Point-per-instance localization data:
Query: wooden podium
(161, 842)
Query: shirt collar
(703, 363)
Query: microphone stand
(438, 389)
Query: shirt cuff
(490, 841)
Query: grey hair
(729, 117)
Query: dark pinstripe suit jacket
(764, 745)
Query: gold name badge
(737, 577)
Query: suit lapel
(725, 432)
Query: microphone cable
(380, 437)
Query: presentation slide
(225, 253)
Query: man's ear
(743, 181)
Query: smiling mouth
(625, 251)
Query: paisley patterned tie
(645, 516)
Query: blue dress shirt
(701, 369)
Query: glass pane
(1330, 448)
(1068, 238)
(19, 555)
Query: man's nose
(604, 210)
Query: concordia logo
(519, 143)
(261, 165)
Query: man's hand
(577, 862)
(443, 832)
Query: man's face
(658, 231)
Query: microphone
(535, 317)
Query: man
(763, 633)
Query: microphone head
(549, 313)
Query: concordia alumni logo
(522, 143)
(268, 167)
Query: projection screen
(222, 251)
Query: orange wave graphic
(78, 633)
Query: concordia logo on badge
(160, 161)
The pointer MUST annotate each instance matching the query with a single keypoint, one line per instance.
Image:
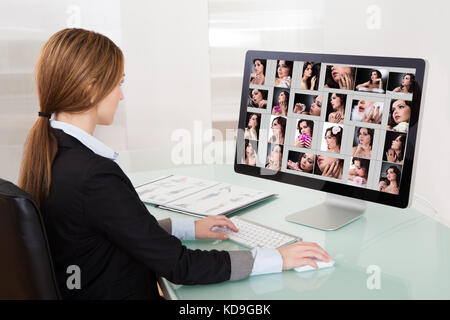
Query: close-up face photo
(339, 72)
(259, 67)
(308, 71)
(401, 112)
(256, 96)
(364, 137)
(307, 162)
(397, 143)
(283, 69)
(316, 107)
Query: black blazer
(96, 221)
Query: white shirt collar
(85, 138)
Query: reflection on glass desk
(389, 253)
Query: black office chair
(26, 269)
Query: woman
(250, 154)
(393, 177)
(284, 74)
(395, 153)
(278, 130)
(367, 111)
(407, 85)
(399, 116)
(365, 140)
(340, 77)
(382, 185)
(329, 167)
(258, 77)
(359, 172)
(337, 102)
(314, 109)
(252, 129)
(305, 130)
(93, 216)
(275, 157)
(375, 84)
(258, 99)
(283, 100)
(333, 138)
(305, 163)
(308, 79)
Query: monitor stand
(334, 213)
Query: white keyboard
(254, 235)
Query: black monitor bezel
(402, 199)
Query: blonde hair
(76, 70)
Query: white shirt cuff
(266, 261)
(183, 229)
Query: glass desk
(389, 253)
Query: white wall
(406, 29)
(167, 69)
(411, 28)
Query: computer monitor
(342, 124)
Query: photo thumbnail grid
(341, 123)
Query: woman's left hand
(203, 227)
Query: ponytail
(76, 70)
(39, 152)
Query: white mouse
(320, 265)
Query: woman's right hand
(302, 253)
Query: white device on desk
(320, 265)
(254, 235)
(311, 148)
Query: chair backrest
(26, 269)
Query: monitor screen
(340, 124)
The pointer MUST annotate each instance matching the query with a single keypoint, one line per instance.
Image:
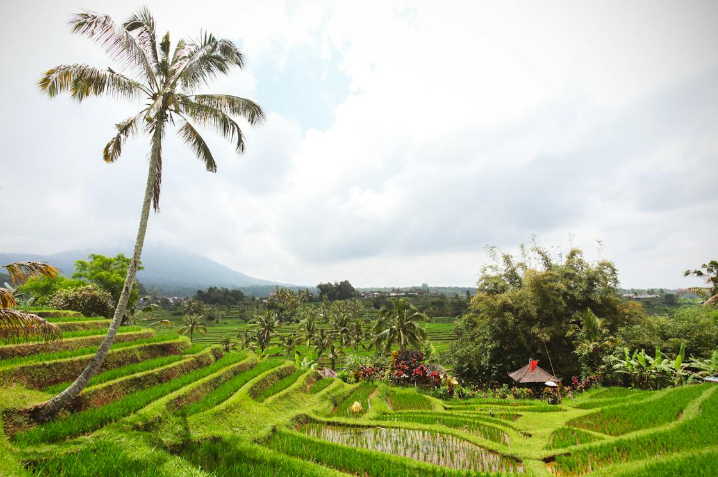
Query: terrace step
(27, 349)
(47, 373)
(66, 326)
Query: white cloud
(463, 125)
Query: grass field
(204, 412)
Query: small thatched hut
(532, 374)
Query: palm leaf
(192, 138)
(118, 42)
(83, 81)
(18, 326)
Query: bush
(88, 300)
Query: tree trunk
(48, 409)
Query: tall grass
(228, 388)
(94, 418)
(280, 385)
(688, 435)
(447, 420)
(72, 353)
(128, 370)
(619, 420)
(360, 395)
(356, 460)
(402, 400)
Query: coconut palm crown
(168, 80)
(397, 325)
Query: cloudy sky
(402, 138)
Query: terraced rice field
(161, 407)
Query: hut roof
(538, 375)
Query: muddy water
(439, 449)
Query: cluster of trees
(336, 291)
(566, 312)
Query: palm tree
(397, 325)
(168, 80)
(190, 324)
(709, 273)
(15, 325)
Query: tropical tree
(192, 324)
(397, 325)
(15, 325)
(168, 80)
(709, 273)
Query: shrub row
(268, 381)
(92, 419)
(47, 373)
(27, 349)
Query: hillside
(169, 270)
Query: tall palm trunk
(48, 409)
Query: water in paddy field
(439, 449)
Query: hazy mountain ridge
(169, 270)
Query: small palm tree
(192, 324)
(167, 79)
(17, 326)
(397, 325)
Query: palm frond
(233, 106)
(214, 118)
(125, 129)
(117, 41)
(192, 138)
(202, 61)
(83, 81)
(143, 23)
(7, 299)
(21, 271)
(16, 326)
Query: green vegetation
(361, 395)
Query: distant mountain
(169, 270)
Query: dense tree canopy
(336, 291)
(524, 308)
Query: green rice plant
(320, 385)
(619, 420)
(100, 459)
(695, 465)
(8, 352)
(280, 385)
(691, 434)
(236, 458)
(448, 420)
(401, 401)
(363, 461)
(361, 395)
(569, 436)
(95, 418)
(71, 353)
(123, 371)
(270, 380)
(228, 388)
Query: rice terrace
(372, 158)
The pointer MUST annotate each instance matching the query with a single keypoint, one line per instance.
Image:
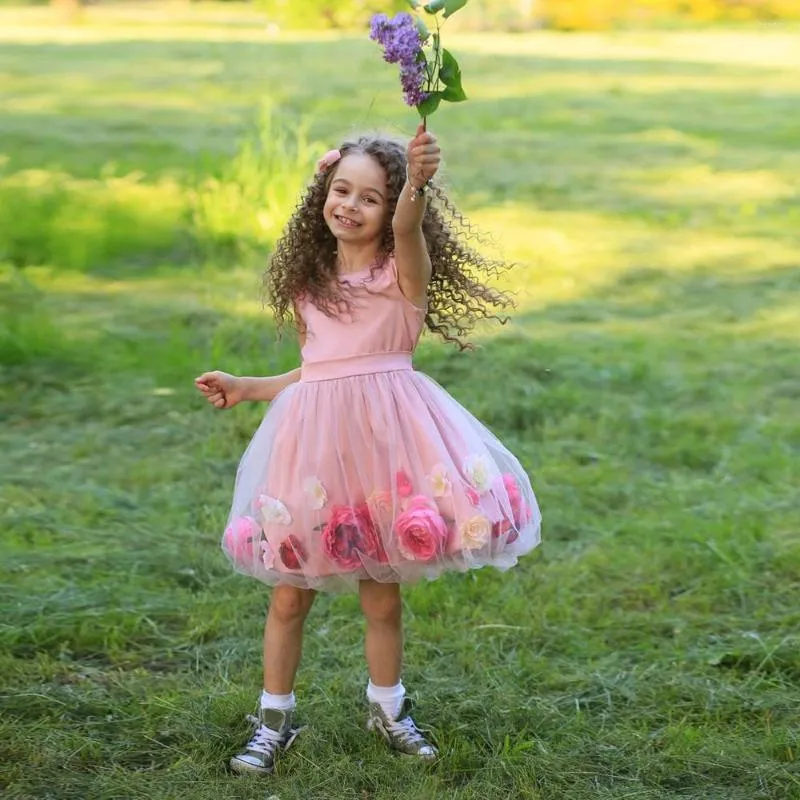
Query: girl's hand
(424, 157)
(220, 389)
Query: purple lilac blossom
(402, 44)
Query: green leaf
(454, 94)
(429, 104)
(450, 73)
(451, 6)
(424, 33)
(434, 6)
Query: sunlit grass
(646, 186)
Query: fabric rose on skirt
(348, 536)
(292, 553)
(241, 540)
(421, 531)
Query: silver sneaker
(401, 734)
(273, 733)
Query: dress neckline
(377, 264)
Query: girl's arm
(267, 389)
(225, 391)
(410, 251)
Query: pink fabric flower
(267, 555)
(292, 552)
(240, 541)
(403, 482)
(421, 531)
(328, 160)
(348, 536)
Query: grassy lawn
(647, 185)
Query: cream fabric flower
(480, 472)
(440, 482)
(272, 511)
(316, 493)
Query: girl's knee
(290, 604)
(381, 603)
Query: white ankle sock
(389, 698)
(281, 702)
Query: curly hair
(303, 262)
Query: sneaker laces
(406, 731)
(265, 740)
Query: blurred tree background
(517, 15)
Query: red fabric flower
(349, 535)
(292, 553)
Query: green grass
(646, 183)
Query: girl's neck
(350, 259)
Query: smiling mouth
(347, 223)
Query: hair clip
(328, 160)
(417, 191)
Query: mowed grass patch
(648, 382)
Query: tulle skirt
(380, 475)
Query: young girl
(365, 473)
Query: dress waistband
(354, 365)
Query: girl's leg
(283, 643)
(389, 711)
(283, 637)
(383, 643)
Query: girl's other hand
(424, 157)
(220, 389)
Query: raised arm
(411, 252)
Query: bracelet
(417, 191)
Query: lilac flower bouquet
(428, 77)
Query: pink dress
(366, 468)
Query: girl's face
(356, 207)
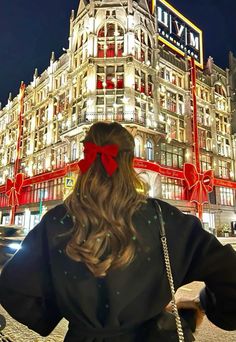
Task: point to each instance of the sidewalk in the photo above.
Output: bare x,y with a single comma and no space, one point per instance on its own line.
207,332
230,240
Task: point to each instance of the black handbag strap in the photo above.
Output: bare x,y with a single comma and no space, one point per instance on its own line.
169,270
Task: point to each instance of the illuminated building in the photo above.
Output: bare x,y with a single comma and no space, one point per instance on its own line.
127,65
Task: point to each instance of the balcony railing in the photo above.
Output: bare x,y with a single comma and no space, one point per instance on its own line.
129,117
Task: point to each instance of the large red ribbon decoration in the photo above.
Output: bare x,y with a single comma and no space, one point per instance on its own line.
13,189
200,184
108,152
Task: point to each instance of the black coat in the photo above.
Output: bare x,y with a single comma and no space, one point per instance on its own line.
40,285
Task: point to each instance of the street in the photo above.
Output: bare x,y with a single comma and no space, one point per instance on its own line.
16,332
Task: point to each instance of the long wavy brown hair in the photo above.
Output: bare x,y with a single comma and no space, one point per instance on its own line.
102,207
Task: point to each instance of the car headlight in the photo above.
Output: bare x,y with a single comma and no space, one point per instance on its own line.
15,246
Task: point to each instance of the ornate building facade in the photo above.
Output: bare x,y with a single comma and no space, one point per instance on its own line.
116,69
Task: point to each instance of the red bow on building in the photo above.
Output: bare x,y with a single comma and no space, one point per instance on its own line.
108,152
13,189
200,183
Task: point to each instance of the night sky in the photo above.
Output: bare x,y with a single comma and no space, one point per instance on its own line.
31,30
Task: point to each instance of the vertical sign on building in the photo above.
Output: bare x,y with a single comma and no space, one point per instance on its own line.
179,33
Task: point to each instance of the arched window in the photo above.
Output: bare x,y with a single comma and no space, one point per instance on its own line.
219,89
138,147
150,150
110,40
73,151
143,46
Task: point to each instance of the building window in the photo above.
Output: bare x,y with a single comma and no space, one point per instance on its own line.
143,46
224,169
73,151
110,41
172,189
150,150
202,138
206,162
172,156
226,196
138,147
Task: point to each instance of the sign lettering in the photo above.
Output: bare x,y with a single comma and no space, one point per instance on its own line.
178,32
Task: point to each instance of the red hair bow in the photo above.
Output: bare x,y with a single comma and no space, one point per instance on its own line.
13,189
108,152
200,184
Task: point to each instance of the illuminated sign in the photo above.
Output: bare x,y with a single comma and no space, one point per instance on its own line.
69,182
178,32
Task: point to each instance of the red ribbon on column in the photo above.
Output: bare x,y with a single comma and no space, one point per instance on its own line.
200,183
13,189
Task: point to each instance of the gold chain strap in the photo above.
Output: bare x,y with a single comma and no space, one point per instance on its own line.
169,273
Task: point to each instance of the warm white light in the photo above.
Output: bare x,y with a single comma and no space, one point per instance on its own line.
15,246
125,99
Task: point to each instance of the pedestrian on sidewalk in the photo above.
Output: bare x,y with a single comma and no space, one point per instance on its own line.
97,259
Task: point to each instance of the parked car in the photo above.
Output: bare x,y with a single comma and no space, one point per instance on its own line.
11,237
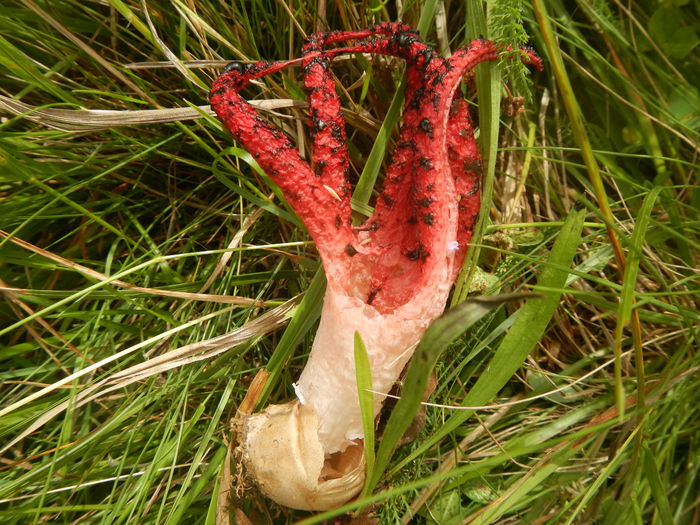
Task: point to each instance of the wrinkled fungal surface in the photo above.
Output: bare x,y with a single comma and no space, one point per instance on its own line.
389,277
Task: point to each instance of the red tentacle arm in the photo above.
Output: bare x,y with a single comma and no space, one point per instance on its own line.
323,211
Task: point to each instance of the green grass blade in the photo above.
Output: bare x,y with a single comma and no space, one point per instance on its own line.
533,319
363,375
439,335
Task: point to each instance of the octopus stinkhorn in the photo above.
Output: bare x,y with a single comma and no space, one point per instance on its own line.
389,277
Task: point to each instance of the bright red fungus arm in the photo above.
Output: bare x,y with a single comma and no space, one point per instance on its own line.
388,278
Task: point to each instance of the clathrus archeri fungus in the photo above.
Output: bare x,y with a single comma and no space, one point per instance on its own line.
389,277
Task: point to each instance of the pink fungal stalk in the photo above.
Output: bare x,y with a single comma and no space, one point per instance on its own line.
388,278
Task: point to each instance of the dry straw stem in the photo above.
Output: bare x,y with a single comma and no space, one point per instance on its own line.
202,350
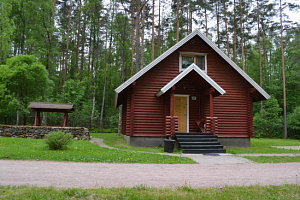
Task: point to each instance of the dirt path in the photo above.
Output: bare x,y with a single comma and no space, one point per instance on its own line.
94,175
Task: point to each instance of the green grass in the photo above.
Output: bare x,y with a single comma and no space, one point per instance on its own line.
113,140
273,159
264,145
79,151
288,192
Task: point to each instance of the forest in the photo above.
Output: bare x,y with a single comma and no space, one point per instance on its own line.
79,51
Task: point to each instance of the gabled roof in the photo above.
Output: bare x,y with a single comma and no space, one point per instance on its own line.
178,45
191,68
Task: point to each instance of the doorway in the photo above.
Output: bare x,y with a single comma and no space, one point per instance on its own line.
181,109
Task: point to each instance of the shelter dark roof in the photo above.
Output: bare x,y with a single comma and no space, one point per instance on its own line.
51,107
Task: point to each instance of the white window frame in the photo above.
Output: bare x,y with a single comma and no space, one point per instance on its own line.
192,54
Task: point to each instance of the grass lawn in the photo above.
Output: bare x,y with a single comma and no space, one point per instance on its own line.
142,192
113,140
79,151
264,145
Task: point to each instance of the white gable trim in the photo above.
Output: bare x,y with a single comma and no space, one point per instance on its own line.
186,72
179,44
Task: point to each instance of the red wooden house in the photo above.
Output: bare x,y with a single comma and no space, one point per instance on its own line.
192,87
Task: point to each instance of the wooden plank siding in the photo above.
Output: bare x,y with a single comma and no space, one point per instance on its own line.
144,113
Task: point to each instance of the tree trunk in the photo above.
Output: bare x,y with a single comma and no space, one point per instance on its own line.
225,18
142,36
67,50
158,38
218,24
242,39
190,17
137,53
177,19
77,46
205,13
106,70
283,76
234,32
258,41
152,52
122,76
264,45
82,46
132,35
18,118
51,36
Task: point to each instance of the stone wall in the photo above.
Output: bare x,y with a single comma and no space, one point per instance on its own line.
39,132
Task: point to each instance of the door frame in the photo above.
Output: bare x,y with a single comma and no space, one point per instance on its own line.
188,109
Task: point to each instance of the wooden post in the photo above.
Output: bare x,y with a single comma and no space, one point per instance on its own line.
65,124
172,102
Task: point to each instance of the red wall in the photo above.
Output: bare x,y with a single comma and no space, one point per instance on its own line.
149,111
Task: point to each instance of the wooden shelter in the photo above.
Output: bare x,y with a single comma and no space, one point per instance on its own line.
39,107
192,87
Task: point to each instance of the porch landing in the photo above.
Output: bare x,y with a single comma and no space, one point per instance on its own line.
199,143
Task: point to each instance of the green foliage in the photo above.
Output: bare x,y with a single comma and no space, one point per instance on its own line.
268,122
22,80
58,140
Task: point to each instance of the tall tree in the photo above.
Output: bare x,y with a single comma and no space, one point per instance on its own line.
132,35
283,75
152,50
242,37
67,50
225,19
158,37
177,23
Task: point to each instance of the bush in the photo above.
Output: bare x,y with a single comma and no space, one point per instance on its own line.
58,140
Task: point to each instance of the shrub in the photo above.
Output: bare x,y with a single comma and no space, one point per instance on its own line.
58,140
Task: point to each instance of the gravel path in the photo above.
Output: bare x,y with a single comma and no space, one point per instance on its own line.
95,175
212,171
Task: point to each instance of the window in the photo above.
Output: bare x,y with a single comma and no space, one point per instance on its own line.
186,59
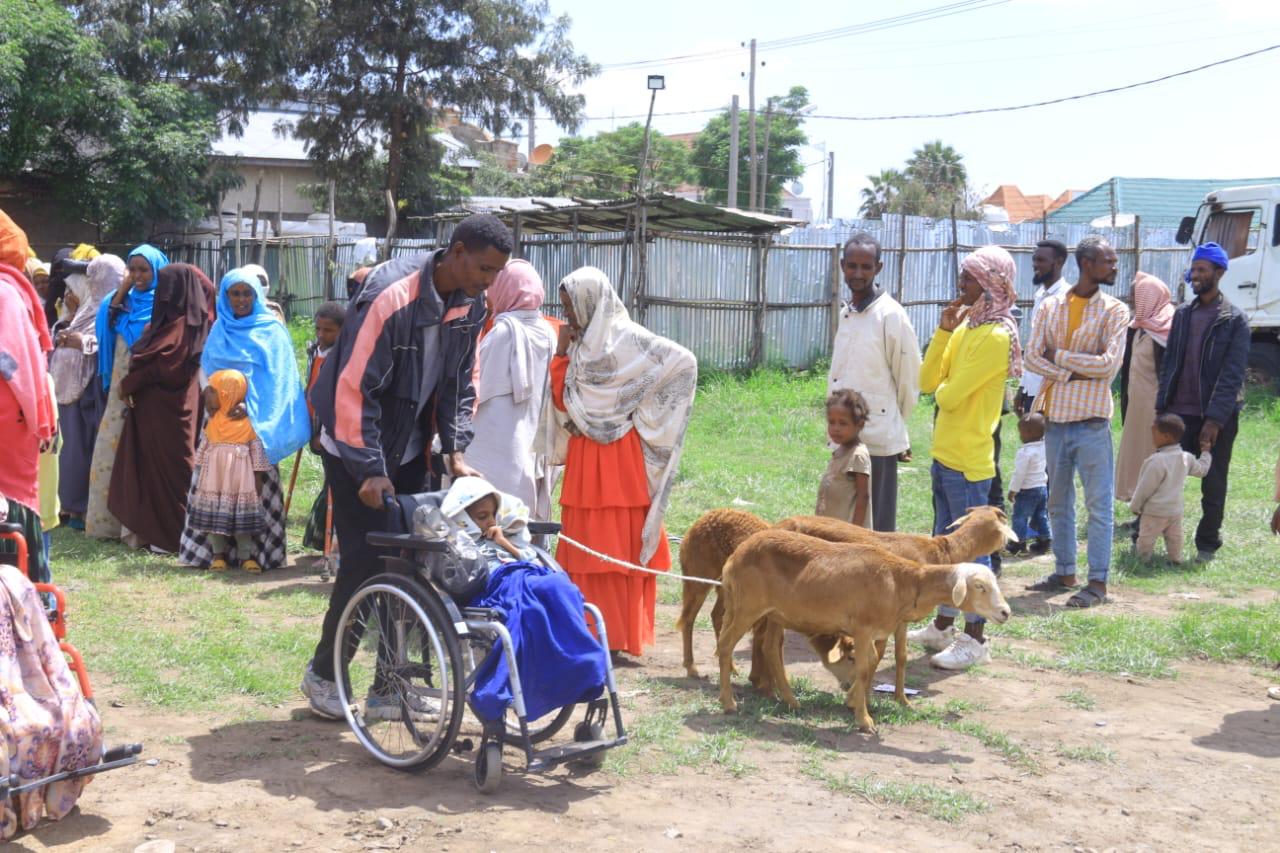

TO DO:
Tally the lines above that contain the word "sign", and reply with only the number.

RESULT OF THIS TASK:
3